EXERCISE TASK:
Locate every line in the data below that contains the word "green", and copy each of those lines. Case counts.

ROWS:
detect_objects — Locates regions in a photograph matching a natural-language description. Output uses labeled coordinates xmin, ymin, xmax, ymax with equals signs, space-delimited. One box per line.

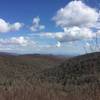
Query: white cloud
xmin=0 ymin=36 xmax=35 ymax=46
xmin=47 ymin=1 xmax=100 ymax=42
xmin=53 ymin=1 xmax=99 ymax=28
xmin=30 ymin=17 xmax=45 ymax=32
xmin=0 ymin=18 xmax=23 ymax=33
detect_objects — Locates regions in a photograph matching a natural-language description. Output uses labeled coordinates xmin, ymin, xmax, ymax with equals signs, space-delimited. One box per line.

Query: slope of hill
xmin=41 ymin=52 xmax=100 ymax=85
xmin=0 ymin=53 xmax=65 ymax=85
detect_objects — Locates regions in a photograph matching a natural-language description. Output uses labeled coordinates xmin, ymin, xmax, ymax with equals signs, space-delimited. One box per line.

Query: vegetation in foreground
xmin=0 ymin=53 xmax=100 ymax=100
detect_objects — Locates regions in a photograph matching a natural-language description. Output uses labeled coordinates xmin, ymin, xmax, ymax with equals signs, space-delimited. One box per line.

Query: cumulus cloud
xmin=53 ymin=1 xmax=99 ymax=27
xmin=0 ymin=36 xmax=32 ymax=46
xmin=0 ymin=18 xmax=23 ymax=33
xmin=50 ymin=1 xmax=100 ymax=42
xmin=30 ymin=17 xmax=45 ymax=32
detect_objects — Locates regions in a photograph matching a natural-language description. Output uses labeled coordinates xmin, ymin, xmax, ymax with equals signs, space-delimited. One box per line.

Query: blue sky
xmin=0 ymin=0 xmax=100 ymax=55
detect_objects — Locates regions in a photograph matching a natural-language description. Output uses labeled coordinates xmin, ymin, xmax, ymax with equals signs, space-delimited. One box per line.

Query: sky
xmin=0 ymin=0 xmax=100 ymax=55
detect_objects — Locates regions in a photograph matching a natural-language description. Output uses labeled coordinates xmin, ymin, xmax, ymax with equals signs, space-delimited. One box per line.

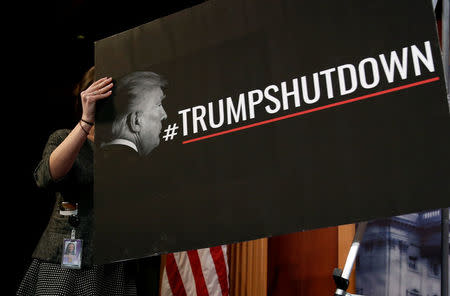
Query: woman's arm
xmin=49 ymin=77 xmax=113 ymax=180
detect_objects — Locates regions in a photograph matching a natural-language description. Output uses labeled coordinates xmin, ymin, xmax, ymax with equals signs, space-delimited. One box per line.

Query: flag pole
xmin=441 ymin=0 xmax=450 ymax=295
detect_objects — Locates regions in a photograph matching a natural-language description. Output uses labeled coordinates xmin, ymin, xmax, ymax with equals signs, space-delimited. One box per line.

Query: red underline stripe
xmin=182 ymin=77 xmax=439 ymax=144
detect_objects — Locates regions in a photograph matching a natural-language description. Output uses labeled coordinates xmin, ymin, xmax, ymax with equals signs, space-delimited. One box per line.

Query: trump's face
xmin=139 ymin=87 xmax=167 ymax=155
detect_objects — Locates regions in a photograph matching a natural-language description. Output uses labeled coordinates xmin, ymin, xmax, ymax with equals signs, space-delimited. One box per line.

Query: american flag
xmin=161 ymin=245 xmax=229 ymax=296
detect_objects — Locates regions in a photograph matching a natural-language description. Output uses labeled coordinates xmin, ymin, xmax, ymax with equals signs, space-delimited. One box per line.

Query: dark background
xmin=94 ymin=0 xmax=450 ymax=263
xmin=10 ymin=0 xmax=203 ymax=295
xmin=8 ymin=0 xmax=442 ymax=295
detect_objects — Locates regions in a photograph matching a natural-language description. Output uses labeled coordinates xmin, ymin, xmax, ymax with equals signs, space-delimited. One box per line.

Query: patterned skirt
xmin=17 ymin=259 xmax=136 ymax=296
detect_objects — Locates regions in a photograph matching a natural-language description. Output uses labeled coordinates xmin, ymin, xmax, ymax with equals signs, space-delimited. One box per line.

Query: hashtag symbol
xmin=163 ymin=123 xmax=178 ymax=142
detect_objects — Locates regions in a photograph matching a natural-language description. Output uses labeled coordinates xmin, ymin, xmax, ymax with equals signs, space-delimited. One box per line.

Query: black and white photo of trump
xmin=99 ymin=71 xmax=167 ymax=157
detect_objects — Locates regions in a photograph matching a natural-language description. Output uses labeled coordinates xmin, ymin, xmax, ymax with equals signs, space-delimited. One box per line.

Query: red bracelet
xmin=81 ymin=118 xmax=94 ymax=126
xmin=78 ymin=121 xmax=89 ymax=135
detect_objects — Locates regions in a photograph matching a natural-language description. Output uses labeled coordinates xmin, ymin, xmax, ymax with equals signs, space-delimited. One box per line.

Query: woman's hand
xmin=81 ymin=77 xmax=113 ymax=122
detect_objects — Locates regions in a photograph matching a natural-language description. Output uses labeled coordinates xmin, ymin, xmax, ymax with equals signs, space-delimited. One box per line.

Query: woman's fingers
xmin=82 ymin=77 xmax=113 ymax=101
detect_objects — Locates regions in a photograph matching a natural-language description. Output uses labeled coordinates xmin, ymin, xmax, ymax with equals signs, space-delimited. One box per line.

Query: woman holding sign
xmin=17 ymin=68 xmax=149 ymax=296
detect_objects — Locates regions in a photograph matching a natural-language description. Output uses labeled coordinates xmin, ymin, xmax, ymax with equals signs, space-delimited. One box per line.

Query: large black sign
xmin=95 ymin=0 xmax=450 ymax=263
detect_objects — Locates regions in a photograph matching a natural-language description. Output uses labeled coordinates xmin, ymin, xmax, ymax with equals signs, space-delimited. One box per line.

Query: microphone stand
xmin=333 ymin=222 xmax=368 ymax=296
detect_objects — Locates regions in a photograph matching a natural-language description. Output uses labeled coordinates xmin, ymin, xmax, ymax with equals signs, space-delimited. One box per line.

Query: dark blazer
xmin=32 ymin=129 xmax=94 ymax=266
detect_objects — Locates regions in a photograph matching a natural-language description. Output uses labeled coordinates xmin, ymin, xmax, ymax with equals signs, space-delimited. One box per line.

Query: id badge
xmin=61 ymin=238 xmax=83 ymax=269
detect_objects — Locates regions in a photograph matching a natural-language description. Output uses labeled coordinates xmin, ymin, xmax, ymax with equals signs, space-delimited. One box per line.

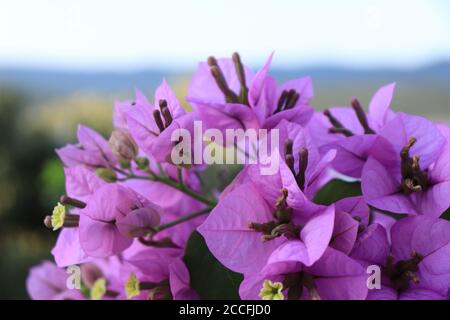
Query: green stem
xmin=152 ymin=207 xmax=213 ymax=235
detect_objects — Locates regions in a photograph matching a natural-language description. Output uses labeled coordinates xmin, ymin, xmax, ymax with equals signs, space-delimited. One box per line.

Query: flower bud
xmin=135 ymin=157 xmax=149 ymax=170
xmin=109 ymin=129 xmax=139 ymax=160
xmin=95 ymin=168 xmax=117 ymax=182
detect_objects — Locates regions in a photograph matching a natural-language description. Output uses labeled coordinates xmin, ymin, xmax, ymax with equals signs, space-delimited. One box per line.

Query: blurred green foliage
xmin=0 ymin=88 xmax=113 ymax=299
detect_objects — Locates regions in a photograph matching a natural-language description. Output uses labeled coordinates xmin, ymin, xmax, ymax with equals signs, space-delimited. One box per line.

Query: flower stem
xmin=152 ymin=207 xmax=213 ymax=235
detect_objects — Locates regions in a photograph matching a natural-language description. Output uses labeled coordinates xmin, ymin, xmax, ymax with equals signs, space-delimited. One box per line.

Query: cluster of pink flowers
xmin=27 ymin=54 xmax=450 ymax=300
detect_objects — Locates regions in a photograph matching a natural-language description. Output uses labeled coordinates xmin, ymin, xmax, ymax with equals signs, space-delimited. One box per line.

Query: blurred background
xmin=0 ymin=0 xmax=450 ymax=299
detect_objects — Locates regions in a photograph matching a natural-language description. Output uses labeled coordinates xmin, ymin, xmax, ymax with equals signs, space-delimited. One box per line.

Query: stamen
xmin=352 ymin=98 xmax=375 ymax=134
xmin=286 ymin=154 xmax=295 ymax=175
xmin=259 ymin=280 xmax=284 ymax=300
xmin=159 ymin=100 xmax=173 ymax=128
xmin=384 ymin=251 xmax=423 ymax=292
xmin=284 ymin=139 xmax=294 ymax=155
xmin=262 ymin=223 xmax=300 ymax=241
xmin=139 ymin=237 xmax=179 ymax=248
xmin=284 ymin=139 xmax=295 ymax=171
xmin=284 ymin=89 xmax=300 ymax=110
xmin=323 ymin=110 xmax=354 ymax=137
xmin=275 ymin=90 xmax=289 ymax=113
xmin=59 ymin=195 xmax=86 ymax=209
xmin=153 ymin=110 xmax=164 ymax=132
xmin=302 ymin=273 xmax=321 ymax=300
xmin=328 ymin=127 xmax=353 ymax=137
xmin=232 ymin=52 xmax=249 ymax=105
xmin=400 ymin=137 xmax=428 ymax=194
xmin=295 ymin=148 xmax=308 ymax=190
xmin=208 ymin=57 xmax=239 ymax=103
xmin=248 ymin=221 xmax=278 ymax=235
xmin=273 ymin=189 xmax=292 ymax=223
xmin=125 ymin=273 xmax=141 ymax=299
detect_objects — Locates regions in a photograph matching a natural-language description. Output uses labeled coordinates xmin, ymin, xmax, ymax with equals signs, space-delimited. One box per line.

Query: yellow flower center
xmin=259 ymin=280 xmax=284 ymax=300
xmin=90 ymin=278 xmax=106 ymax=300
xmin=52 ymin=202 xmax=66 ymax=231
xmin=125 ymin=273 xmax=141 ymax=299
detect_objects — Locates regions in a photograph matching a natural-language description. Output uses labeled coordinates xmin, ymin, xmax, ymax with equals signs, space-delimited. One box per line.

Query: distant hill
xmin=0 ymin=62 xmax=450 ymax=118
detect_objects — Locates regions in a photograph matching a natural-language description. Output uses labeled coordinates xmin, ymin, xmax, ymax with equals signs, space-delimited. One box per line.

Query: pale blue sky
xmin=0 ymin=0 xmax=450 ymax=70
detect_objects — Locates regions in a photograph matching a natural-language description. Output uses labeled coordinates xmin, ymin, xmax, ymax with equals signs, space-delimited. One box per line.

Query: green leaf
xmin=314 ymin=179 xmax=362 ymax=205
xmin=184 ymin=231 xmax=243 ymax=300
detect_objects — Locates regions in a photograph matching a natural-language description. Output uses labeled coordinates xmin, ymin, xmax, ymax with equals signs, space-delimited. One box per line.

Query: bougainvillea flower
xmin=120 ymin=244 xmax=198 ymax=300
xmin=239 ymin=248 xmax=367 ymax=300
xmin=198 ymin=182 xmax=334 ymax=274
xmin=264 ymin=120 xmax=336 ymax=200
xmin=52 ymin=165 xmax=106 ymax=267
xmin=351 ymin=216 xmax=450 ymax=300
xmin=308 ymin=83 xmax=395 ymax=178
xmin=56 ymin=125 xmax=117 ymax=168
xmin=361 ymin=114 xmax=450 ymax=217
xmin=330 ymin=196 xmax=370 ymax=254
xmin=186 ymin=53 xmax=313 ymax=140
xmin=123 ymin=80 xmax=195 ymax=162
xmin=26 ymin=261 xmax=84 ymax=300
xmin=79 ymin=184 xmax=161 ymax=257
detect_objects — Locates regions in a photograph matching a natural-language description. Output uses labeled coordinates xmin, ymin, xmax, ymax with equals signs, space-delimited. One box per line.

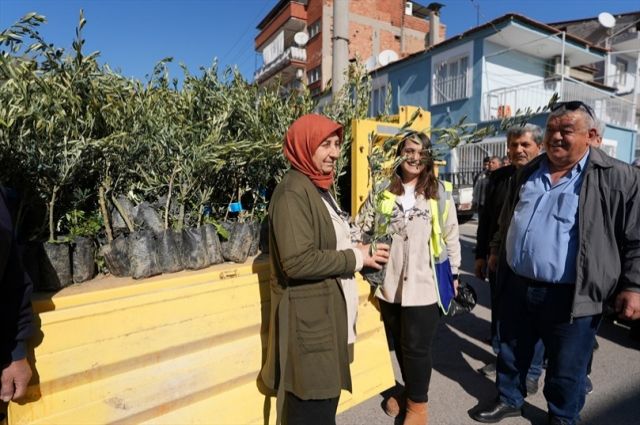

OUTPUT BELOW:
Query: green stem
Query: blurred green foliage
Query: green leaf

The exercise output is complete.